* **Goal**: Print every line of the following data with no changes at all.

* **Provided data**:
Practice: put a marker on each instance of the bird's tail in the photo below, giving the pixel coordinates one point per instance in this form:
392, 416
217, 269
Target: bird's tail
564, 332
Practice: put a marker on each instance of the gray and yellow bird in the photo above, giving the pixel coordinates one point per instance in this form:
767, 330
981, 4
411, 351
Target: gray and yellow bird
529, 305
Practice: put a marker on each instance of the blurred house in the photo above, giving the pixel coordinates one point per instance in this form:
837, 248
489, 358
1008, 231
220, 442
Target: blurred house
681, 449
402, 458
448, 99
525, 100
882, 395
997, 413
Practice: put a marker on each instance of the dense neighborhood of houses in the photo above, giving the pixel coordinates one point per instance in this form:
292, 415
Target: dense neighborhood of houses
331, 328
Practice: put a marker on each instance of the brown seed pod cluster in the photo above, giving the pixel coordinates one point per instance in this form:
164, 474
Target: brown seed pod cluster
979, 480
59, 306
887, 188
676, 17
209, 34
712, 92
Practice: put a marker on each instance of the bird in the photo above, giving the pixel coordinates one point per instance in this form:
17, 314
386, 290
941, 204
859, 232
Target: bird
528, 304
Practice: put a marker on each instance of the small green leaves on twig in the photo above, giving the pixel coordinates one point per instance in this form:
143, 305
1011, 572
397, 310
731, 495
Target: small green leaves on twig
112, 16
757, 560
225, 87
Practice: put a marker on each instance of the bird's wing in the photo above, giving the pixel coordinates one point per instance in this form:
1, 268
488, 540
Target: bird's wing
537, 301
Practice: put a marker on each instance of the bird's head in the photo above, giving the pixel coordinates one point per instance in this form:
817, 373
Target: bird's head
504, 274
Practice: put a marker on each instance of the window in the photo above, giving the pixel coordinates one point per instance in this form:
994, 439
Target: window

* **Task answer**:
Practice: put a marker on each instance of the bird's tail in the photo below, giving the pixel coordinates one point per instance in this form:
392, 416
217, 269
Target: bird's tail
564, 332
Practice: put a marker on each instance of the gray and yellow bird in the photo above, giving the pixel coordinates one point per instance in this form:
767, 330
981, 4
411, 351
Target: gray and yellow bird
529, 305
Practice: put a marker on each instance of the blurred house in the photo above, giving the pixel coordinates one point per instance in this form:
837, 248
489, 358
1008, 231
220, 442
Target: blurred house
681, 449
402, 458
448, 99
525, 100
882, 395
997, 413
Practice: put a marker on each instance of the dense neighborhood of houses in the photo above, giving the pixel coordinates one point per instance in this form:
292, 415
Target: dense neighborhood of houses
331, 328
Practice: put a marker on each instance of the brown seed pod cluster in the photo above, giving the pixel coordinates one point per instance in this form:
164, 474
Target: brown seed pod cluster
979, 480
59, 306
887, 188
676, 17
209, 34
712, 92
Practice: put a marker on each instance of the bird in the photo above, giving the pixel coordinates one point per instance in this form:
17, 314
386, 290
941, 204
859, 232
Target: bird
528, 304
Practice: put a marker on each instance of the small green leaves on twig in the photo above, giving the pixel coordinates one point per instance in this form:
143, 305
1011, 572
397, 310
731, 495
Target: small green leaves on twig
112, 16
757, 560
225, 87
Practice: put a marker on each instance of the bird's wing in the photo above, giving the pixel coordinates one point per instance in this form:
1, 268
488, 540
Target: bird's wing
537, 301
Practice: put a marker on each instance of the bird's head in the photo above, giving the pixel coordinates one point per instance in this form:
817, 373
Target: bird's head
504, 274
Practice: put a marker on each instance of the window in the photo above, giving the pixel coordinates one point per instance in this form:
994, 439
Target: window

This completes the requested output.